> **TEXTE DE LECTURE**:

>>>

Une histoire simple et banale 2e partie

Ce billet est la suite de celui-ci.

J’ai lu attentivement tous les commentaires sous le billet de la 1ère partie, et je dois dire que la 1ère phrase du 1er commentateur aurait du vous mettre la puce à l’oreille: je ne suis pas là pour prendre parti. Le magistrat m’a donné des missions, et je dois les suivre. Strictement.

Bien entendu que je trouve le procédé de l’éditeur de PGI a priori détestable, surtout deux ans après. Bien sur que j’aime les logiciels libres et qu’un choix différent d’éditeur n’aurait pas entraîné ce type de problème (“TROLL ON” mais peut-être d’autres? “TROLL OFF”).

Mais vous êtes nombreux à avoir proposé de bonnes idées d’investigations. Et dans ce type de dossier, il y a plusieurs approches possibles. Voici la mienne.

A ce stade de l’affaire, la présentation que je vous ai faite dans la 1ère partie est celle issue des conclusions des avocats des deux parties. Ce n’est pas pour rien que la 1ère mission qui m’est confiée est de “convoquer les parties et entendre tous sachants“. Je dois me faire mon propre avis en matière technique. Je n’ai pas à suivre l’avis de tel ou tel avocat, aussi brillant soit-il. Je n’ai pas à suivre non plus l’avis des experts informatiques qui seront amenés par l’une ou l’autre des parties, que ces experts soient judiciaires (en mission privée) ou pas. Je donne mon avis en mon honneur et en ma conscience. Je suis indépendant.

Cette indépendance a un prix: je serai seul, quand les parties seront probablement accompagnées de leur avocat et de leurs experts.

Elle a un coût également: je ne travaille pas gratuitement. Avant donc de commencer à organiser la première réunion, il faut se préoccuper de ne pas laisser trop de plumes dans cette histoire. Je n’ai pas envie de me lancer dans une procédure aléatoire de recouvrement de créance auprès d’une entreprise mauvaise payeuse.

1ère étape donc, même si elle ne fait pas très geek ou glamour: l’estimation du montant probable de la procédure. Je regarde le lieu du litige (siège social de la société ARRAKIS). Je regarde également où se trouve la société CORRINO (des fois qu’un déplacement chez elle soit nécessaire ce qui est peu probable ici, mais j’ai déjà vécu ça). Les deux sociétés se trouvent à 100 km de chez moi, à 1h de route. J’estime que le dossier demandera une première journée d’expertise pour l’analyse de toutes les pièces du dossier et commencer les investigations techniques, puis une deuxième journée avec tous les sachants que j’aurai pu convoquer. Si tout va bien, une 3e journée ne sera pas nécessaire, il me restera à écrire mon pré-rapport, le soumettre aux parties, répondre aux dires et rédiger le rapport définitif que je déposerai.

Mon taux horaire a augmenté depuis 2007 et s’établit maintenant à 90 euros de l’heure de travail (et à la moitié pour le temps passé en déplacement). Il semblerait que je sois dans la moitié inférieure des taux pratiqués par mes confrères qui, d’après la dernière enquête de la revue expert seraient plutôt entre 70 euros et 130 euros de l’heure (expertise judiciaire informatique).

<<<

> **DONNÉES FOURNIES**:
>>>

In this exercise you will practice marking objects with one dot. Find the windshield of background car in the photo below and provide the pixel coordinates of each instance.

<<<
>>>

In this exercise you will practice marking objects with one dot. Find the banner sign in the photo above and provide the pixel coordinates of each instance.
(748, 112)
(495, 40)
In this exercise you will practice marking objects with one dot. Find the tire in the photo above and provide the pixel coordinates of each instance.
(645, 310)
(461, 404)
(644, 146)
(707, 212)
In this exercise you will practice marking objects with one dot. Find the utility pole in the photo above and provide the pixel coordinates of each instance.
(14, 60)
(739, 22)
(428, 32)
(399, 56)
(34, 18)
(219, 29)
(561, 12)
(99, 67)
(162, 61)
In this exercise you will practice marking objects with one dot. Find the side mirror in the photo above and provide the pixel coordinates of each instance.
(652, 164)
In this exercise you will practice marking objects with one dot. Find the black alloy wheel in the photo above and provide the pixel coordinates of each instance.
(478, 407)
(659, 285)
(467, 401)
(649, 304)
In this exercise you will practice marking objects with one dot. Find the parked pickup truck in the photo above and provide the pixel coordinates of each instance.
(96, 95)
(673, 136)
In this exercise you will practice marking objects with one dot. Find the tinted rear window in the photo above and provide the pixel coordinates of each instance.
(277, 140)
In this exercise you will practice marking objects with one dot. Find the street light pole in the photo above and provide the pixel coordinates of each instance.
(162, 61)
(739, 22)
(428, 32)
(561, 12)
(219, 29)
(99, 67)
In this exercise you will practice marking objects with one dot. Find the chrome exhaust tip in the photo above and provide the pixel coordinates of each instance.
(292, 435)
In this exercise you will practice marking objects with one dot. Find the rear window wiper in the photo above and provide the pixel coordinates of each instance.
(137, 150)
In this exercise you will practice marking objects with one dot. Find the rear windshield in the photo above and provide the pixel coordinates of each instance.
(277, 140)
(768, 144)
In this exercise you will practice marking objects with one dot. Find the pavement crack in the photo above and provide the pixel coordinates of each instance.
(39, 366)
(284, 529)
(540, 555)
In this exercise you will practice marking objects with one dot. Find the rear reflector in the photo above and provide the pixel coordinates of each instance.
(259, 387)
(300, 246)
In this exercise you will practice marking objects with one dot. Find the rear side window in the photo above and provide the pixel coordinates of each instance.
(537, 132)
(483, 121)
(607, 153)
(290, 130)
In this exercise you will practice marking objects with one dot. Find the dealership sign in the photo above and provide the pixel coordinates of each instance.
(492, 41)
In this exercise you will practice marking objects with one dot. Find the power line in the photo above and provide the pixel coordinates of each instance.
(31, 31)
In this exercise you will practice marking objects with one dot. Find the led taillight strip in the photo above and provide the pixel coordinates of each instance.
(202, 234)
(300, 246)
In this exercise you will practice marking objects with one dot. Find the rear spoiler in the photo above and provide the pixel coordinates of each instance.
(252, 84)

<<<

> **CONSIGNE A**: D'après le texte de lecture, quel taux horaire l'expert applique-t-il aujourd'hui pour son heure de travail ?
> **CONSIGNE B**: Selon le texte de lecture, pourquoi l'expert estime-t-il le montant probable de la procédure avant d'organiser la première réunion ?

> **CORRIGÉ COMPLET A**: 90 euros de l'heure de travail.

> **CORRIGÉ COMPLET B**: Son indépendance a un coût, puisqu'il ne travaille pas gratuitement. Il veut éviter de « laisser trop de plumes » dans l'affaire et de devoir se lancer dans une procédure aléatoire de recouvrement de créance auprès d'une entreprise mauvaise payeuse.